> [What is expected] Your copy of the material must match it exactly, except that pictures are dropped.

> [Recorded information]
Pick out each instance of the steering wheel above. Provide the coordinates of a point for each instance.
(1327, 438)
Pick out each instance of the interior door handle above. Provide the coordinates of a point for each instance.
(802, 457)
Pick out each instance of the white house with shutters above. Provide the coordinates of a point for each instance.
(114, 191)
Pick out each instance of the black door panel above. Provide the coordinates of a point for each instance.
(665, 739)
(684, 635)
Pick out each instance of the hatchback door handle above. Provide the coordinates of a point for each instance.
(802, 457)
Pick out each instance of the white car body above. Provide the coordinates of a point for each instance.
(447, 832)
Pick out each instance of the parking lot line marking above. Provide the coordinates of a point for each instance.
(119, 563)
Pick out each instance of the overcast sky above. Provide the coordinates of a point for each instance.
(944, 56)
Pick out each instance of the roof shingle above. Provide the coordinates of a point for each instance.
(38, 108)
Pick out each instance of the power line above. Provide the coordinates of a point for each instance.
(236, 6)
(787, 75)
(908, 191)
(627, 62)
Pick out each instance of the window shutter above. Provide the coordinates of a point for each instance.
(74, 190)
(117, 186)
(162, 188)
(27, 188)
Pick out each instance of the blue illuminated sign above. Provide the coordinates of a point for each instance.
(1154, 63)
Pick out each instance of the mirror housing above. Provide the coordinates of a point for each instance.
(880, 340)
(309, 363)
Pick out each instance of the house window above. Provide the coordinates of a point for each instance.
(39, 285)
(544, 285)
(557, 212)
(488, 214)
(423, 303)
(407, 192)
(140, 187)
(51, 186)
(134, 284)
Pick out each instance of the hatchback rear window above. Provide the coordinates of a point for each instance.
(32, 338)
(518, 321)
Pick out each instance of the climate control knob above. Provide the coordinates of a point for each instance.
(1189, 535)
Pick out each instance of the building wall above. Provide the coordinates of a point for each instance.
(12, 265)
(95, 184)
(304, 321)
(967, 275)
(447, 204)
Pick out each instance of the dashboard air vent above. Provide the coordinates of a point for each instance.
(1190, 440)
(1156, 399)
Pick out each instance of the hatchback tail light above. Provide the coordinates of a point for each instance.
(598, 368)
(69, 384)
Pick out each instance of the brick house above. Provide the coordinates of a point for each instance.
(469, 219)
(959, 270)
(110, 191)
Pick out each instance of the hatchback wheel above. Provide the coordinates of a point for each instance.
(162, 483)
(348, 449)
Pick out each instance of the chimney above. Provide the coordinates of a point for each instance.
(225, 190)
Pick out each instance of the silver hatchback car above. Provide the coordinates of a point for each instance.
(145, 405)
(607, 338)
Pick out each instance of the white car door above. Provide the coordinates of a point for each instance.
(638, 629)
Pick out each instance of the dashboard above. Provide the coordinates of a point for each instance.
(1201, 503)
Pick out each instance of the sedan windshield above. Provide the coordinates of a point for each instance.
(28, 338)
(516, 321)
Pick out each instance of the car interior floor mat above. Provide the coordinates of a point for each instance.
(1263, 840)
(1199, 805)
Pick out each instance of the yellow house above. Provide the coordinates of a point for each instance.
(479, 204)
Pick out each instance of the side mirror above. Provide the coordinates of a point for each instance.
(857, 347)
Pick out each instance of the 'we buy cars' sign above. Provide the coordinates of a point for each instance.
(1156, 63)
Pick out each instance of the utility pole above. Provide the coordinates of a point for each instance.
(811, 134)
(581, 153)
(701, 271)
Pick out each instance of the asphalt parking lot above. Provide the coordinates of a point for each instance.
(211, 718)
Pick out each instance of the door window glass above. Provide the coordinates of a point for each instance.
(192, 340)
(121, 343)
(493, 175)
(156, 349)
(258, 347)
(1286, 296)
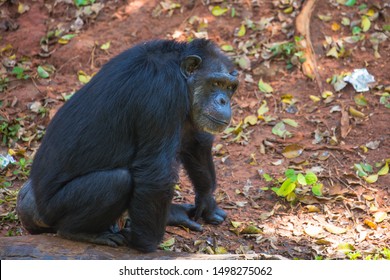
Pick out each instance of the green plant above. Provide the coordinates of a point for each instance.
(298, 183)
(354, 255)
(22, 168)
(290, 51)
(3, 83)
(19, 73)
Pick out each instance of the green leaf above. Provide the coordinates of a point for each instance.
(290, 122)
(301, 179)
(286, 188)
(42, 72)
(263, 109)
(384, 170)
(291, 174)
(242, 31)
(360, 172)
(292, 151)
(345, 248)
(168, 243)
(310, 178)
(251, 120)
(317, 189)
(350, 3)
(280, 130)
(18, 71)
(218, 11)
(356, 30)
(264, 87)
(366, 23)
(80, 3)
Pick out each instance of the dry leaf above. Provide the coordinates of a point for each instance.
(370, 223)
(334, 229)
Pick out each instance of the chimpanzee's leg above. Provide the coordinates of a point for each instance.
(197, 159)
(86, 207)
(149, 208)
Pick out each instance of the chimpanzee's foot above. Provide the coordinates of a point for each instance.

> [Final result]
Pick out each instance of the steering wheel above. Provide the coordinates of a point for each instance.
(1327, 438)
Pick out each instance of the interior door handle above. Provide the coordinates of a point for each instance.
(802, 457)
Pick out each instance of the white house with shutters above. Provide the coordinates of a point for each instance.
(114, 191)
Pick out each instance of the black door panel above. Provide the coordinates of a point for each instance.
(665, 739)
(684, 635)
Pick out each instance of the hatchback door handle above. Provide the coordinates of a point for each instance.
(802, 457)
Pick out each instance of the white car body above. Provide the coordinates of a point for each instance.
(447, 832)
Pick out each instance of the parking lot line marking above. Provide the coordinates of a point for each instance.
(119, 563)
Pick out each instance of the overcast sky above. Provide the coordinates of a point for each instance.
(944, 56)
Pick out each instance of the roof shingle above. Provide the coordinates of a point for each instance.
(38, 108)
Pick out each instance of the power line above. Provide the coordinates of a point for each instance.
(236, 6)
(787, 75)
(908, 191)
(627, 62)
Pick out each instance of the window shutter above. Provide the coordinates of a point for each instance.
(74, 190)
(117, 186)
(162, 188)
(27, 188)
Pick out each instance of the blue illuminated sign above. Provide the coordinates of a point for each instance.
(1154, 63)
Pick out each instance of the mirror housing above. Provide the coordinates of a point for each instance.
(880, 340)
(309, 363)
Pick out each instance of the house window above. Provide the coordinates of a point for each instance.
(39, 285)
(544, 285)
(557, 212)
(488, 214)
(423, 303)
(407, 192)
(140, 187)
(51, 186)
(134, 284)
Pick out each instance of the hatchback rear window above. Provide the coordinates of a point for each instance.
(32, 338)
(518, 321)
Pick out each instance of the climate control knob above. Provide the coordinates of a point for each instance.
(1189, 535)
Pick out each instance of the building wall above. Provide the coordinates of a point for each instance.
(12, 265)
(95, 184)
(304, 321)
(967, 275)
(447, 204)
Pick out each instance of the dashboard air vent above. Provide the coordinates of a point for each instance.
(1190, 440)
(1156, 399)
Pick out each instance of the hatchback tail light above. Provide the coordinates of a point for each instance.
(598, 368)
(69, 384)
Pick out each instance of the brick house above. Provide the coordinates of a point for each instance.
(469, 219)
(959, 270)
(110, 191)
Pick out each instance of the hatchback wheel above. Provide the coordinates of a point for each instance.
(162, 483)
(348, 449)
Pick out each instance of the chimney above. Provide the coordinates of a point for each instance.
(225, 190)
Pick out each instance of the silver hatchback car above. Provide the coordinates of a point for each instance.
(145, 405)
(607, 338)
Pick out each instance of the white car door above. Provide the coordinates of a point for each instance.
(638, 629)
Pick out each instance of the dashboard above. Provide the coordinates of a point for each instance.
(1201, 503)
Pick out each instance of the sedan windshield above. Provide the coordinates of a point for each instance.
(28, 338)
(516, 321)
Pick out each instance of the car interior floor mat above. Provide the coordinates of a point for each instance.
(1263, 840)
(1199, 805)
Pick out each instance of the yellow house above. Provide the coordinates of a point for each instance.
(479, 204)
Pick out each instance of the side mirror above. Provide the coordinates of a point for each instance.
(857, 347)
Pick out each instance of the 'we buy cars' sign above. Provide the coordinates of a point for each instance.
(1156, 63)
Pick out each instance of the utility pole above. Provide the coordinates of a point for each instance.
(811, 134)
(581, 153)
(701, 271)
Pick out each instance of the asphalt parking lot above. Provide the coordinates of a point for each instance.
(211, 718)
Pick out each instance of the door window glass above. Provide the coordinates of a point for each instance.
(192, 340)
(121, 343)
(493, 175)
(156, 349)
(258, 347)
(1286, 296)
Pick out each instance of the green plant above. Provide the coordinates of a point for each instance.
(298, 183)
(354, 255)
(22, 168)
(290, 51)
(3, 83)
(19, 73)
Pick out each instance of the green leaf above. Provide the coordinates of a point for each instance.
(290, 122)
(301, 179)
(286, 188)
(42, 72)
(263, 109)
(384, 170)
(291, 174)
(242, 31)
(360, 172)
(292, 151)
(345, 248)
(168, 243)
(310, 178)
(251, 120)
(317, 189)
(350, 3)
(280, 130)
(18, 71)
(218, 11)
(356, 30)
(264, 87)
(366, 23)
(80, 3)
Pick out each instance of the dry leaf above. Provide the coordinates of a point for each instance.
(370, 223)
(334, 229)
Pick out each instance of the chimpanzee's leg above. Provide the coordinates of a point for each instance.
(197, 159)
(86, 207)
(149, 208)
Pick out each instance of the chimpanzee's foot above. Provide the coordinates of a point for each instance.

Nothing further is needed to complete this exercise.